[Image location labeling entries]
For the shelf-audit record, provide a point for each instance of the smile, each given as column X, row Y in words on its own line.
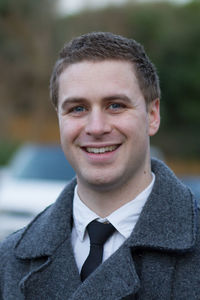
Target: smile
column 101, row 150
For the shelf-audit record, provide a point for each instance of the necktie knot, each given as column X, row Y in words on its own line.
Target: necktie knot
column 99, row 232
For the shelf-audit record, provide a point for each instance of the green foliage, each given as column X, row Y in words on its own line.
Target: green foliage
column 7, row 149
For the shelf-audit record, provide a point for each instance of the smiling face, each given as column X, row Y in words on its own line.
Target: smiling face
column 105, row 124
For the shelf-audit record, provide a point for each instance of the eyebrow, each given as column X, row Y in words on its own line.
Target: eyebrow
column 73, row 100
column 118, row 97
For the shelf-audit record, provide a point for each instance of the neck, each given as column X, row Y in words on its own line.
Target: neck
column 105, row 201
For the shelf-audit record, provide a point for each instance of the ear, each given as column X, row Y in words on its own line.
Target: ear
column 154, row 116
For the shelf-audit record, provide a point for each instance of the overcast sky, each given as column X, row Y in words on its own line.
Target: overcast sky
column 73, row 6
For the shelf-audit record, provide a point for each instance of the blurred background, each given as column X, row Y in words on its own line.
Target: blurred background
column 33, row 31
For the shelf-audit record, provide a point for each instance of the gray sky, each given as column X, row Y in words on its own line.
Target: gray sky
column 73, row 6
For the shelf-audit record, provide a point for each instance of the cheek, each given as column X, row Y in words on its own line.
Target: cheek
column 69, row 130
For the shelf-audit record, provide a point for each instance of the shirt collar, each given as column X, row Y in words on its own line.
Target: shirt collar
column 123, row 219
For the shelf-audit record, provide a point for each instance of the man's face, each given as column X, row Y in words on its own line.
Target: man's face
column 104, row 123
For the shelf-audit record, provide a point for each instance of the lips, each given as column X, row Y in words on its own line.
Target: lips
column 100, row 150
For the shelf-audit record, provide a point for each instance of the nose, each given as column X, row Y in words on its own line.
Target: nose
column 97, row 123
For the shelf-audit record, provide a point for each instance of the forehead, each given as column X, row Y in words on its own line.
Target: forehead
column 97, row 77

> _Task statement_:
Copy the data character for character, but drop all pictures from the copy.

> _Response to the task_:
For the shelf-audit record, provide a point for each instance of the smile, each given as column X, row Y in words on its own line.
Target: smile
column 101, row 150
For the shelf-audit record, provide a point for each instance of the necktie knot, each given as column X, row Y in words on its own line.
Target: necktie knot
column 99, row 232
For the shelf-audit record, provide a point for each instance of the green foliage, each given as column X, row Y in words on its own line.
Target: green foliage
column 7, row 149
For the shelf-audit record, provide a point for each instance of the smiling face, each given as column X, row Y in words on its own line.
Target: smiling face
column 105, row 124
For the shelf-audit record, provide a point for each instance of the eyebrow, each given as column X, row Y in words on its own line.
Target: eyebrow
column 73, row 100
column 118, row 97
For the shelf-audit record, provide a point for each instance of the neck, each given as column X, row Y in words on its own line.
Target: neck
column 105, row 201
For the shelf-audit record, provide a point for each instance of the ear, each given as column X, row Y in words on its own line.
Target: ear
column 154, row 116
For the shelf-audit record, provide a point for each instance of the overcast sky, each given as column X, row Y in words on its own line.
Target: overcast sky
column 73, row 6
For the shelf-audit record, provide a point for each instance of the blurred background, each given as column X, row Y in words on its own line.
Target: blurred background
column 33, row 31
For the shelf-audit record, provide a point for each instance of the gray sky, each given as column X, row Y in words on its own line.
Target: gray sky
column 73, row 6
For the shelf-audit record, provide a point for each instance of the cheek, each given as column X, row Y in words on its own line.
Target: cheek
column 69, row 130
For the shelf-audit record, provide a point for each instance of the shirt collar, each given as column X, row Y in words on its own line.
Target: shirt collar
column 123, row 219
For the shelf-audit record, provide a point for each instance of the man's face, each given as column X, row Y in words on its own line.
Target: man's face
column 104, row 123
For the shelf-audit record, provide a point for each instance of the lips, each given as column X, row Y in words on its own line.
Target: lips
column 100, row 150
For the shelf-audit record, provide a point for each instance of the nose, each given as column X, row Y in words on its own line.
Target: nose
column 97, row 123
For the shelf-audit record, provide a point for each instance of the forehead, each given as column X, row Y in words on its own line.
Target: forehead
column 97, row 77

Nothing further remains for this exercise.